■ Goal of the exercise
Set down, exactly as written, every line from the one containing "Target: recliner control button" through the end of the listing.

■ Material for this exercise
Segment Open
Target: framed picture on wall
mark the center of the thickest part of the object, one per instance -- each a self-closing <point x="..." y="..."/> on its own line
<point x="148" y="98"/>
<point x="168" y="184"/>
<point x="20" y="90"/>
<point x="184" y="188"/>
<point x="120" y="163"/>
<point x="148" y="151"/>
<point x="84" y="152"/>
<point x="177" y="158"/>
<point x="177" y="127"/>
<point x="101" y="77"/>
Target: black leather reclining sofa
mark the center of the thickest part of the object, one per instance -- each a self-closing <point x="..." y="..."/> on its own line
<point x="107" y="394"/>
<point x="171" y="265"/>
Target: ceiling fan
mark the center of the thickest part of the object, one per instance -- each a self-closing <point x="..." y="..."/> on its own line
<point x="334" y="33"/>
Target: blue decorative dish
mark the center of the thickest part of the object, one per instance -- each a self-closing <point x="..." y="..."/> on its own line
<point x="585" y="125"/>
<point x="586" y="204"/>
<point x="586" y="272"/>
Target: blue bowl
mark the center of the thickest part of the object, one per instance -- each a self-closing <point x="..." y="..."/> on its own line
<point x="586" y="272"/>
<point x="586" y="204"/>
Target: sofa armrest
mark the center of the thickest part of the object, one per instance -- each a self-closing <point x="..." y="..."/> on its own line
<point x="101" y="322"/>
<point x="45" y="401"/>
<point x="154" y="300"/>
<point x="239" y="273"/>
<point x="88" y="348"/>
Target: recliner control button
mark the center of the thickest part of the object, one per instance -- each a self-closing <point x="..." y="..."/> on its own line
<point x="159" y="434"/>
Segment Closed
■ Exercise output
Target: recliner control button
mark the center of the thickest part of the object, one per instance -- each a self-closing <point x="..." y="..."/> on its own line
<point x="159" y="434"/>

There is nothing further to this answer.